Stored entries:
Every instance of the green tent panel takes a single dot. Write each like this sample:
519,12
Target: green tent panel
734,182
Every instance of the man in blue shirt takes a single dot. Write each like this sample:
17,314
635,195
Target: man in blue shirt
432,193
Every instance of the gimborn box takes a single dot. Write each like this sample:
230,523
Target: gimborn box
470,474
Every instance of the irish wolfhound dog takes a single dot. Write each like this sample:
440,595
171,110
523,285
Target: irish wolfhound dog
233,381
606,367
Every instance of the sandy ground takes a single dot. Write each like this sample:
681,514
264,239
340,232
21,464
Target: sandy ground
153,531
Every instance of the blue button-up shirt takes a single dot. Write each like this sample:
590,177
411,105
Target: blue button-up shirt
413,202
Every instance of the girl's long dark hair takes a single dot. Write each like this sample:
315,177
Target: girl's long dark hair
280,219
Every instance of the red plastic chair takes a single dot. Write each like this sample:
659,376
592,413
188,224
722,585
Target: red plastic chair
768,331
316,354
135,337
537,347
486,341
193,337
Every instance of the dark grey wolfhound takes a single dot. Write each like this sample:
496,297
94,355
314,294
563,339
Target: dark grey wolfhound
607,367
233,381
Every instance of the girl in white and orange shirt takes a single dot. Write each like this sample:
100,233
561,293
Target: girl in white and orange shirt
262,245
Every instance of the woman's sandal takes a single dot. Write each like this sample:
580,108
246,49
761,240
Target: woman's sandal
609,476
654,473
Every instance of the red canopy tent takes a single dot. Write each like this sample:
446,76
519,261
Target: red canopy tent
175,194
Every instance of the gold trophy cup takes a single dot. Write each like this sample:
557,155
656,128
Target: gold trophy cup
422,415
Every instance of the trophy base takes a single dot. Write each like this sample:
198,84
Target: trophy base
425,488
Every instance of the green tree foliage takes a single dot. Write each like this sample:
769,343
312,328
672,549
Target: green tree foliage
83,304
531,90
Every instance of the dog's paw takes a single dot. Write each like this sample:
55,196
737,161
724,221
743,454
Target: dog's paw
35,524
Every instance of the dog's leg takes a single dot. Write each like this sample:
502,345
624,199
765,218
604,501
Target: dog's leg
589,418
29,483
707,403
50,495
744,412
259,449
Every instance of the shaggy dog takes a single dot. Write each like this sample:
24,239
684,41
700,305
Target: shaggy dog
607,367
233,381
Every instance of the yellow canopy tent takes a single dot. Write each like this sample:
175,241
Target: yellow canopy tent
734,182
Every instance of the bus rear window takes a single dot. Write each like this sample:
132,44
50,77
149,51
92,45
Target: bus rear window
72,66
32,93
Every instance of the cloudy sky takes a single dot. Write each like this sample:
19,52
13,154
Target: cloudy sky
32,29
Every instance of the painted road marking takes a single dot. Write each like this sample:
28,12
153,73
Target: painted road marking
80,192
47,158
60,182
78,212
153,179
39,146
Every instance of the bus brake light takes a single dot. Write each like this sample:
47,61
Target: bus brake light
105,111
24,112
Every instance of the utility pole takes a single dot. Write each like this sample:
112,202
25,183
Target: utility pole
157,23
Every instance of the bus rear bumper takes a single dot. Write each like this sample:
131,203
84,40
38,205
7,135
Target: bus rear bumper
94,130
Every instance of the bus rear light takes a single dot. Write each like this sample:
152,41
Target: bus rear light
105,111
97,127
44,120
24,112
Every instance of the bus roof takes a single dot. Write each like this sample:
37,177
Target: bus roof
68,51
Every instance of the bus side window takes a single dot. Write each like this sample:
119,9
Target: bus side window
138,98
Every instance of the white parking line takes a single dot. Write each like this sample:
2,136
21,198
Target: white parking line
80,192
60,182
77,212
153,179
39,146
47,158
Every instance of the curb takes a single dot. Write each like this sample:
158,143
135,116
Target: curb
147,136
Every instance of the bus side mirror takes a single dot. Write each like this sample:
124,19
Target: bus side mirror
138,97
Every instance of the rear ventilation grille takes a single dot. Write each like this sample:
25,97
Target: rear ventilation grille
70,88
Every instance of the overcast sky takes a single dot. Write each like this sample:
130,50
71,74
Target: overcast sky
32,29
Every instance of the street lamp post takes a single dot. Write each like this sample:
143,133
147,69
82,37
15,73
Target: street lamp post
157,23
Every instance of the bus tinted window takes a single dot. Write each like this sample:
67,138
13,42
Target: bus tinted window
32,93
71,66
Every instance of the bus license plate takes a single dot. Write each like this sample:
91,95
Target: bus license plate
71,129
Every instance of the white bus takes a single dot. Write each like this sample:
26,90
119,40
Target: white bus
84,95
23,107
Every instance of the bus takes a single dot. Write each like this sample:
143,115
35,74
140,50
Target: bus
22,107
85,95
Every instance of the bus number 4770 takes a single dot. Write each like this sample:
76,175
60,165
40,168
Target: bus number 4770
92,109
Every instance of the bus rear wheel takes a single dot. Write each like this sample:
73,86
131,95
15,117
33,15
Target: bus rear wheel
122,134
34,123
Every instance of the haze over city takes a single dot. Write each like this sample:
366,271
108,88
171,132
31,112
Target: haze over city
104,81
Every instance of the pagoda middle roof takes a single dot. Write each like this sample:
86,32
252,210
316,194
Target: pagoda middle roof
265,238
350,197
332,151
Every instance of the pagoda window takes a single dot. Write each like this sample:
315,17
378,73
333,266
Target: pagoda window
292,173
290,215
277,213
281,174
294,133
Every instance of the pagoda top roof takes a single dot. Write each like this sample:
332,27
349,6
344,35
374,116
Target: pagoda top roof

Prompt:
Write the entries again, exactly as they stand.

Task answer:
Every instance of the green tent panel takes a single dot. Write each like this sample:
519,12
Target: green tent panel
734,182
Every instance of the man in blue shirt takes a single dot. Write each like this sample:
17,314
635,195
Target: man in blue shirt
432,193
Every instance of the gimborn box takes a single dot. Write each like this sample:
230,523
Target: gimborn box
470,474
Every instance of the irish wolfhound dog takes a single dot. Write each like this sample:
440,595
171,110
523,285
Target: irish wolfhound dog
233,381
606,367
Every instance of the sandy ground takes a single dot. Write each like this sample:
681,514
264,239
340,232
21,464
Target: sandy ground
153,531
Every instance of the blue button-up shirt takes a single dot. Write each like this sample:
590,177
411,105
Target: blue button-up shirt
413,202
Every instance of the girl's long dark hair takes a single dot. Write each like this sample:
315,177
Target: girl's long dark hair
280,219
Every instance of the red plastic chair takes a single dot. Write each like this sample:
659,376
592,413
188,224
722,585
Target: red plastic chair
768,331
316,354
135,337
537,347
486,341
193,337
Every instance of the dark grey wolfhound takes a single dot. Write each like this sample:
496,297
94,355
314,294
563,339
Target: dark grey wolfhound
607,367
233,381
Every instance of the girl in white and orange shirt takes a single dot. Write each like this sample:
100,233
561,293
Target: girl in white and orange shirt
262,245
Every instance of the woman's sandal takes a single dot. Write each like this sample:
580,108
246,49
761,240
Target: woman's sandal
609,476
654,473
Every instance of the red canopy tent takes a single dot. Write each like this sample:
446,76
519,261
Target: red canopy tent
175,194
Every instance of the gold trophy cup takes a single dot. Write each like this sample:
557,155
656,128
Target: gold trophy cup
422,415
Every instance of the trophy base takes a single dot. Write each like this sample:
198,84
Target: trophy base
425,488
Every instance of the green tree foliage takes a single dot. Write each like this sample:
769,343
312,328
672,549
Target: green tree foliage
83,304
531,90
Every instance of the dog's paw takes a single dot. Write each like this sample:
55,196
737,161
724,221
743,454
Target: dog's paw
35,524
Every instance of the dog's leg takes a single dot. Write each like this sample:
502,345
624,199
765,218
604,501
Target: dog's leg
589,418
29,483
707,403
50,495
744,412
259,449
Every instance of the shaggy dog takes a single dot. Write each like this sample:
24,239
684,41
700,305
Target: shaggy dog
607,367
233,381
Every instance of the yellow canopy tent takes a single dot. Write each like this sample:
175,241
Target: yellow canopy tent
734,182
Every instance of the bus rear window takes a single dot. Write each like this sample:
132,44
50,77
149,51
92,45
Target: bus rear window
72,66
32,93
Every instance of the cloudy sky takes a single dot. Write each like this sample:
19,52
13,154
Target: cloudy sky
32,29
Every instance of the painted road marking takes a single dot. Write each like this sample:
28,12
153,73
Target: painted road marking
80,192
47,158
60,182
78,212
153,179
39,146
Every instance of the bus brake light takes a single dot. Write each like this sample:
47,61
Target: bus brake light
105,111
24,112
Every instance of the utility pole takes a single dot. Write each like this sample:
112,202
25,183
Target: utility pole
157,23
Every instance of the bus rear bumper takes a single dot. Write each like this sample:
131,203
84,40
38,205
7,135
Target: bus rear bumper
94,130
Every instance of the bus rear light takes a single dot. Write each like this sample:
152,41
Target: bus rear light
105,111
97,127
44,120
24,112
Every instance of the bus roof takes a single dot. Write each like this sample:
37,177
Target: bus roof
68,51
Every instance of the bus side window takes a single dot. Write each like this sample:
119,9
Target: bus side window
138,98
Every instance of the white parking line takes a single dot. Write each like this sample:
2,136
21,198
Target: white parking line
80,192
60,182
77,212
153,179
39,146
47,158
Every instance of the curb takes a single dot. Write each like this sample:
158,143
135,116
Target: curb
147,136
Every instance of the bus side mirror takes a single dot. Write each like this sample:
124,19
Target: bus side mirror
138,97
Every instance of the rear ventilation grille takes a single dot. Write each like this sample:
25,97
Target: rear ventilation grille
70,88
Every instance of the overcast sky takes a single dot. Write each like this sample:
130,50
71,74
Target: overcast sky
32,29
Every instance of the street lamp post takes a single dot. Write each like this sample:
143,133
147,69
82,37
15,73
Target: street lamp post
157,23
Every instance of the bus tinted window takes a single dot. Write each like this sample:
67,138
13,42
Target: bus tinted window
32,93
71,66
Every instance of the bus license plate takes a single dot. Write each like this sample:
91,95
Target: bus license plate
71,129
Every instance of the white bus takes a single dot. Write each like this sample:
26,90
119,40
Target: white bus
84,95
23,107
Every instance of the bus takes a single dot. Write each like this sample:
143,115
35,74
140,50
Target: bus
22,107
85,95
Every instance of the bus number 4770 takes a single dot. Write each like this sample:
76,175
60,165
40,168
Target: bus number 4770
92,109
Every instance of the bus rear wheel takes a single dot. Write each like this sample:
73,86
131,95
15,117
33,15
Target: bus rear wheel
122,134
34,123
Every instance of the haze over city takes a single dot. Write each like this sample:
366,271
108,88
171,132
31,112
Target: haze over city
104,81
Every instance of the pagoda middle roof takes a single dot. Write each like this sample:
86,32
252,210
316,194
Target: pagoda middle roof
265,238
350,197
332,151
Every instance of the pagoda window takes a single dot. Write each like this sample:
315,17
378,73
333,266
Target: pagoda window
292,173
290,215
277,213
281,174
294,133
Every instance of the pagoda top roof takes a single dot. Write each like this sample:
332,27
349,6
344,35
374,116
Target: pagoda top roof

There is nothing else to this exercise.